Directions:
Transcribe only the lines between the first line of the records and the line containing "61, row 232.", inclusive, exactly as written.

[Records from a dataset]

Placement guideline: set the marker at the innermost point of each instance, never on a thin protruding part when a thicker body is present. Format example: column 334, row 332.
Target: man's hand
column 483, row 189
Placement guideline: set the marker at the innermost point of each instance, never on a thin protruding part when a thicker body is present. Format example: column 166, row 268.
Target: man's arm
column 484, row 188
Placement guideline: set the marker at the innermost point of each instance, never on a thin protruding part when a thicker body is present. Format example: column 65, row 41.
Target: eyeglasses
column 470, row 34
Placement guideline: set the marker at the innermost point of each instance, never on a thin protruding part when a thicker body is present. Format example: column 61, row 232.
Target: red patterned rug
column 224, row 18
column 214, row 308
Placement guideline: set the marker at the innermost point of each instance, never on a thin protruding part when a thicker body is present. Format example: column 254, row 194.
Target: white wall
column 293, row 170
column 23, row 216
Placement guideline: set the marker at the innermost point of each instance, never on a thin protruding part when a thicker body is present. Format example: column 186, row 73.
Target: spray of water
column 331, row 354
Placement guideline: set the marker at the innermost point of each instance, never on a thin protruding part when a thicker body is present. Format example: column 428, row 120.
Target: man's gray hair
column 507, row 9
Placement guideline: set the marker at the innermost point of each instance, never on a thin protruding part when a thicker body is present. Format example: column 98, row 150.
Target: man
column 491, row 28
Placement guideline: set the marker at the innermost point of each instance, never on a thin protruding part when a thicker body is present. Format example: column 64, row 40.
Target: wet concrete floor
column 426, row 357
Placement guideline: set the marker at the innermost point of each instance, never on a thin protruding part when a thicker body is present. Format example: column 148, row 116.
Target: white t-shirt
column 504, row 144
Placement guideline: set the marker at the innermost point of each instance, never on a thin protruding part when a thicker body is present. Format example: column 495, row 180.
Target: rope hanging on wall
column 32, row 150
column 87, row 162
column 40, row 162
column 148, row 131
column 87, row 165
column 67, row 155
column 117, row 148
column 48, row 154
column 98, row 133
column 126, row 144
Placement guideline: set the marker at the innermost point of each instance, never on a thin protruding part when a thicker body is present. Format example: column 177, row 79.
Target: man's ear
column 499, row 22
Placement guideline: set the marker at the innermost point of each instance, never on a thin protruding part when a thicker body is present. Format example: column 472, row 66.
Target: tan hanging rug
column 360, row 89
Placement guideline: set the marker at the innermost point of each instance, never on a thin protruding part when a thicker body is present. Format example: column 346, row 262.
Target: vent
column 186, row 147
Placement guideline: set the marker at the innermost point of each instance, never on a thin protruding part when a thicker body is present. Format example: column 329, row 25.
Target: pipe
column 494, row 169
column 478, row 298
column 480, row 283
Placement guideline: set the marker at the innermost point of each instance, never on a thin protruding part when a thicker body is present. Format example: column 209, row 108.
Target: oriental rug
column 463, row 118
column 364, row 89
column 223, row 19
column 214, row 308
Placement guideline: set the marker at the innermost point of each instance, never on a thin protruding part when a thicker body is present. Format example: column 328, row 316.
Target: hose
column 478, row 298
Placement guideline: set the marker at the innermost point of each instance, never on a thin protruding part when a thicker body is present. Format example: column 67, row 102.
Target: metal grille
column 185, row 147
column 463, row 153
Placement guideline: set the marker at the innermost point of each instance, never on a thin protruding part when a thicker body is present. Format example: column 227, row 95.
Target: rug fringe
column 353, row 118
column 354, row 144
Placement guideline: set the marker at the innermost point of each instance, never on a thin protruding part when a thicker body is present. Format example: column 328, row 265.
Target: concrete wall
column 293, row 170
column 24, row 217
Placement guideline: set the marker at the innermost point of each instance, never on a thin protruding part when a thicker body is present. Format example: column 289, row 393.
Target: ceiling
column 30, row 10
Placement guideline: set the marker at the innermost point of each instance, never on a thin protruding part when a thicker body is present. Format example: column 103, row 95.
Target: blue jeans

Solution below:
Placement guideline: set the marker at the innermost point of each instance, never on a thin protruding part when a thicker body is present. Format example: column 334, row 332.
Target: man's hand
column 483, row 189
Placement guideline: set the marker at the innermost point of each instance, never on a thin protruding part when a thicker body is present. Format example: column 166, row 268.
Target: man's arm
column 484, row 188
Placement guideline: set the marker at the innermost point of each instance, never on a thin protruding part when a thicker body is present. Format example: column 65, row 41.
Target: eyeglasses
column 470, row 34
Placement guideline: set the marker at the innermost point of each instance, never on a thin protruding part when a thicker body is present. Format example: column 61, row 232.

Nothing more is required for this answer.